Copy the entries exactly. Their pictures do not belong in the copy.

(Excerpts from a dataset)
====
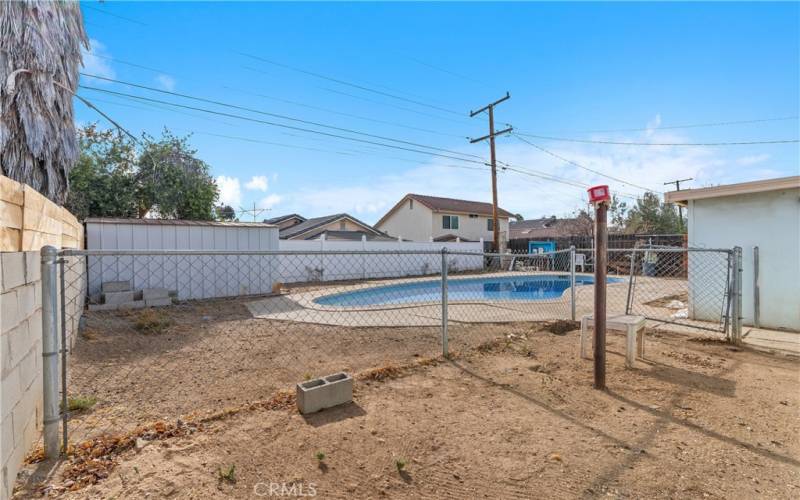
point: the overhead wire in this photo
(633, 143)
(252, 110)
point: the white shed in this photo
(192, 276)
(763, 214)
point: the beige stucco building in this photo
(422, 218)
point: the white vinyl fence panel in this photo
(191, 276)
(308, 267)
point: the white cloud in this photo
(96, 61)
(270, 201)
(230, 192)
(166, 82)
(753, 159)
(257, 183)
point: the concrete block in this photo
(116, 286)
(9, 311)
(155, 293)
(33, 267)
(118, 297)
(26, 295)
(165, 301)
(134, 304)
(11, 393)
(325, 392)
(13, 269)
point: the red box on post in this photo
(598, 194)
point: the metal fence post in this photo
(50, 350)
(628, 301)
(737, 317)
(572, 280)
(444, 302)
(756, 290)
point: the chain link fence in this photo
(166, 334)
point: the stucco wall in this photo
(769, 220)
(409, 223)
(422, 224)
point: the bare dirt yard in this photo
(511, 415)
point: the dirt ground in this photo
(513, 415)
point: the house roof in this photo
(546, 227)
(353, 235)
(683, 196)
(174, 222)
(440, 204)
(281, 218)
(316, 222)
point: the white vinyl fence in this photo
(324, 267)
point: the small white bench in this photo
(632, 326)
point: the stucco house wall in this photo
(413, 224)
(420, 223)
(769, 220)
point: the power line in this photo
(673, 127)
(351, 84)
(341, 113)
(620, 143)
(251, 110)
(130, 20)
(291, 127)
(576, 164)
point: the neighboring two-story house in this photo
(421, 218)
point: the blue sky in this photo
(573, 69)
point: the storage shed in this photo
(192, 276)
(761, 214)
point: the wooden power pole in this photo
(492, 134)
(677, 183)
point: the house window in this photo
(450, 222)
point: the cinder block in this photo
(118, 297)
(325, 392)
(9, 311)
(155, 293)
(160, 302)
(13, 269)
(26, 295)
(33, 267)
(116, 286)
(134, 304)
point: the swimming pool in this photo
(495, 288)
====
#### Exercise result
point: the overhead wire in this photo
(633, 143)
(252, 110)
point: the white shed in this photo
(192, 276)
(763, 214)
point: the beige stucco building in this photo
(422, 218)
point: the white vinyl fence panel in this photo
(191, 276)
(308, 267)
point: the white cloud in this photo
(96, 61)
(270, 201)
(230, 192)
(166, 82)
(753, 159)
(257, 183)
point: the concrete block in this photo
(116, 286)
(9, 311)
(155, 293)
(33, 267)
(118, 297)
(26, 295)
(165, 301)
(134, 304)
(11, 393)
(325, 392)
(13, 269)
point: the red box on post in this photo
(598, 194)
point: the metal fence post in this photo
(50, 350)
(628, 301)
(737, 317)
(572, 280)
(444, 302)
(756, 290)
point: the chain link fence in this photo
(166, 334)
point: the stucco wall in this photo
(769, 220)
(409, 223)
(422, 224)
point: the bare dirt yard in this photo
(511, 415)
point: the dirt ground in this photo
(513, 415)
point: the house roof in this photo
(546, 227)
(353, 235)
(683, 196)
(174, 222)
(440, 204)
(281, 218)
(316, 222)
point: the white vinyl fence in this photo
(324, 267)
point: the small white bench in this photo
(632, 326)
point: the stucco house wall in this photo
(413, 224)
(420, 223)
(769, 220)
point: the power line in this photo
(673, 127)
(351, 84)
(341, 113)
(620, 143)
(251, 110)
(130, 20)
(291, 127)
(576, 164)
point: the neighboring two-story house in this photo
(421, 218)
point: the blue sky in this photo
(573, 69)
point: the storage shed in this photo
(192, 276)
(761, 214)
point: the wooden power pole in this photo
(492, 134)
(677, 183)
point: the house window in this photo
(450, 222)
point: the cinder block in this photo
(118, 297)
(325, 392)
(9, 311)
(155, 293)
(160, 302)
(13, 269)
(26, 295)
(33, 267)
(116, 286)
(134, 304)
point: the swimming pool in this photo
(495, 288)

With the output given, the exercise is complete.